EXERCISE REQUIREMENTS >>
Please answer these questions using the future-of-work text below.
(a) Who first used the label "Fourth Industrial Revolution," and in what year?
(b) According to the Federal Reserve Bank of NY, about what share of college graduates are working in their majors?
(c) How many jobs across how many industries did the Australian study estimate the average professional worker will have?
START DOCUMENT SECTION
The Future of Work – Oct 2021

October 27, 2021

Work is changing.  I mean really changing – a shift as big as the Industrial Revolution.  In fact, many have called this current shift the Fourth Industrial Revolution, a label first used by Klaus Schwab in 2016 to describe the rapid advancement of technology into human knowledge work.

But technology is only one factor that’s driving changes in how and where (and when) work gets done, and the pandemic the last 19 months has only caused it to accelerate.  Staffing shortages are forcing organizations to re-evaluate their work environments and business models; the Great Resignation is putting even more pressure on organizational capacity (as well as causing a great brain drain); demographics continue to trend toward an older, more diverse, more female workforce; and an accelerating number of labor strikes may indicate a shift in power from corporations to workers.  Combined, all these factors may foretell (actually, they may compel) seismic shifts in the future of work.

The closing keynote at last week’s Baldrige Fall Conference was Heather McGowan, a future-of-work strategist that – as her bio says – “helps leaders prepare their people and organizations for the Fourth Industrial Revolution.”  Heather explored the forces that are causing work to change: who is doing the work; what is the actual work; how we work; where we work; and why we work.  Let me elaborate on each of McGowan’s powerful hypotheses, and then share my own thoughts on the implications these trends have on tomorrow’s organizations.

Who Does the Work

McGowan shared some fascinating data on the changing demographics in our workforce.  According to the US Department of Labor, over the last 20 years, the US workforce has gotten older (we now have five generations in the workforce, with nearly half – up from about a quarter – over the age of 45); more diverse (40% are now non-white, up from 24%); and includes more female talent (nearly half of the workforce is now female, where 40-50 years ago it was only 30%).  These shifts aren’t a surprise: we’ve been heading that way for decades.  But consider some of the shifts beyond changes in demographics:

  • According to IBM CEO Study, 100% of jobs today will change.  Yes, 100%.  And 50% of today’s jobs will be automated within five years, according to the World Economic Forum.  That will radically change who does (and how they do) the work.
  • The Federal Reserve Bank of NY estimates that only about 27% of college graduates are working in their majors.  Gone are the days that you picked a career and stuck with it for 30-40 years. In fact…
  • An Australian study estimated that the average professional worker will have 17 jobs across five industries over their careers.

So not only are the actual workers changing, but also their work preferences and what type of work is available in society.  What are the implications for today’s (and tomorrow’s) organizations?  My reaction:

  • The demographic shifts should cause organizations to think differently about who and where they recruit: an organization should ensure that its workforce represents the diversity of ideas, cultures, and thinking of the communities it serves.
  • Training and development systems will need a complete overhaul.  If jobs and tasks are changing as rapidly as predicted, workers will need to acquire, develop, and practice new skills almost continuously.  The old systems of classroom workshops (even the new systems of online modules) are slow and outdated.
  • Workforce policies, benefits, and practices need to shift to accommodate the diverse needs of various workforce segments.  Examples: workforce materials should be written in different languages; new services like daycare and alternative work hours or shifts for working mothers; different considerations for different religions, cultures, rituals – both in workspace and work policies.
  • Organizational cultures should embrace diversity, equity, and inclusion, not just as concepts but as key components that are integrated into workforce systems – hiring decisions, onboarding processes, workplace environment and climate, performance management and career progression systems, training and development processes, and overall culture. Diversity is not a burden, but a real opportunity.
END DOCUMENT SECTION
START MATERIAL SUPPLIED
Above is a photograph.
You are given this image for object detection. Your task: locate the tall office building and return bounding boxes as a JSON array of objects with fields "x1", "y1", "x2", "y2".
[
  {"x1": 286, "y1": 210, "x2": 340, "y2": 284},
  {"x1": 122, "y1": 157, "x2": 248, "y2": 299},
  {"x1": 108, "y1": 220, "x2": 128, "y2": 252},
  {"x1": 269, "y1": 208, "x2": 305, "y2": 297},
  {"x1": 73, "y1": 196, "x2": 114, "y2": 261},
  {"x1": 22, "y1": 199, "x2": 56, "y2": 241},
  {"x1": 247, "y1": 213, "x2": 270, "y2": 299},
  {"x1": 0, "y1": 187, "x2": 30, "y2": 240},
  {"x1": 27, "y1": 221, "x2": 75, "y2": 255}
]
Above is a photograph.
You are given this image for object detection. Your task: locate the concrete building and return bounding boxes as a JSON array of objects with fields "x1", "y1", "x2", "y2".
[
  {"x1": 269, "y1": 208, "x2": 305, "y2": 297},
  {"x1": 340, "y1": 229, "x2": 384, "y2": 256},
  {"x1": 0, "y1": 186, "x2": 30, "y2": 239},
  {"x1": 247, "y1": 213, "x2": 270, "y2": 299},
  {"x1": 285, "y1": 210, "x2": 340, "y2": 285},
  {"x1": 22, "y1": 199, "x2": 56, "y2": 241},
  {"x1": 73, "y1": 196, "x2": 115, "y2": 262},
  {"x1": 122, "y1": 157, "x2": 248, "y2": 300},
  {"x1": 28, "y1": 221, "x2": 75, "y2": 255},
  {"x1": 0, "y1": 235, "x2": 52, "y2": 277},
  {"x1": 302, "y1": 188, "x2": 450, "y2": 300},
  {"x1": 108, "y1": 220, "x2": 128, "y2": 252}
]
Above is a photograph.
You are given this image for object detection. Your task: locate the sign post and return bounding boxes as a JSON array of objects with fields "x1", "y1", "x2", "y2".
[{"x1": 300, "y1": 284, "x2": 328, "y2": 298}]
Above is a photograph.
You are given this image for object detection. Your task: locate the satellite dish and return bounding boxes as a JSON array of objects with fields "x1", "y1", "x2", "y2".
END MATERIAL SUPPLIED
ANSWER SPACE >>
(a) Klaus Schwab, in 2016.
(b) About 27%.
(c) 17 jobs across five industries.